- **Document extract**:

######

What is your stand on social issues related to LGBT and decriminalising Section 377 of the IPC?
We are for decriminalisation of Sec. 377. It will certainly be part of the liberal framework of our magazine, including taking up of gay rights.
But ‘Swarajya’ of Rajaji vintage had a spiritual quality about it?
As you said, times have changed a lot and society has changed a lot; thankfully so. Obviously, we are not going to be having an article on gay rights in every issue or something like that. There are many subjects to write about, but we would certainly support decriminalisation of Sec. 377.
Spiritual aspects of culture will also be reflected in your magazine?
What do you mean by spiritual aspects? You see, there are dozens of books on ‘Management and Bhagavad Gita’ and stuff like that. If it is relevant to the reader and he is interested, I don’t have any problem carrying it, just as I don’t have any problem carrying the translations of Mirza Ghalib or other Sufi poets. But our focus would be purely on political, economic and cultural issues.
How do you think the Right-of-Centre view can be sold to a new generation? Are there any impediments to it, as there is also the danger of the Right slipping into the far-Right?

######

Records from a dataset

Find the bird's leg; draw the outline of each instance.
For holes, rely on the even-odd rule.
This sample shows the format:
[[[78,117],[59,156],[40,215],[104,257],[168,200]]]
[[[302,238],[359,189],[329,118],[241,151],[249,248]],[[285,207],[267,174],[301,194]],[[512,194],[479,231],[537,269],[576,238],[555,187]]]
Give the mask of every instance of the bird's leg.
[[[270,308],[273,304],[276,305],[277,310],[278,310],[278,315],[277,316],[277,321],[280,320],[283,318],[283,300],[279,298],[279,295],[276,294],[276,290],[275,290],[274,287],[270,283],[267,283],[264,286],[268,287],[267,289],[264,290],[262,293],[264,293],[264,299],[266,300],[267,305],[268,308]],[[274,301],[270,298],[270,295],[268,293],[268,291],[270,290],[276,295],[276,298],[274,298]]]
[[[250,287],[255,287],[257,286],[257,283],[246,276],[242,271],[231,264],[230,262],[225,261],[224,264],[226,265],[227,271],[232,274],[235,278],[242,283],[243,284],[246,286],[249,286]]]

######

- **Set exercise 1**:
State whether each statement below agrees with the interview excerpt above, answering yes or no and quoting the exact words of the excerpt that decide it: (a) the magazine would support decriminalising Section 377; (b) the magazine intends to carry an article on gay rights in every issue; (c) the magazine's focus would be purely on spiritual matters.
- **Set exercise 2**:
Carry the interview excerpt above forward, beginning immediately after its final question.

- **Reply 1**:
(a) Yes: "we would certainly support decriminalisation of Sec. 377."
(b) No: "Obviously, we are not going to be having an article on gay rights in every issue or something like that."
(c) No: "But our focus would be purely on political, economic and cultural issues."

- **Reply 2**:
Yes, there is that danger. But like I said, you can’t rule India for long with a far-whatsoever philosophical policy. I think there are no impediments at all in conversing with a new generation. This generation is completely for it. They have aspirations and there is a huge raging trend of entrepreneurship. People from IITs and IIMs are beginning to set up companies while they are still studying there, not even trying for a job. In my time, when I graduated, it was considered somewhat dubious for a middle-class person to get into business. We would not marry our daughters to businessmen. That is completely gone now. There is no impediment. The communication just has to reach them.
For the sake of clarity, what would you say is the Liberal-Centre point of view?
[Mr. Deb shows the text of the paragraph reproduced from the old Swarajya issue in its new-look pre-launch sample issue. Rajaji had then written about how to secure welfare without surrendering the Individual to be swallowed up by the State, how to get the best return for taxes and how to preserve spiritual values while working for better material standards of life] We believe in what Rajaji has written, long years ago when the magazine was launched. These are our articles of faith. These are Swarajya’s articles of faith. It would be presumptuous of me to say what is Liberal, but we are the Liberal-Centre-Right. For example, we do believe there is a very important role the government should play in certain sectors; what we need is less government, less bureaucracy, easier rules and better respect for citizens when we go to a government office [Mr. Deb here recalls a personal anecdote of a common man’s plight at an East Delhi police station]… There is no difference between Right and Left in basic human issues.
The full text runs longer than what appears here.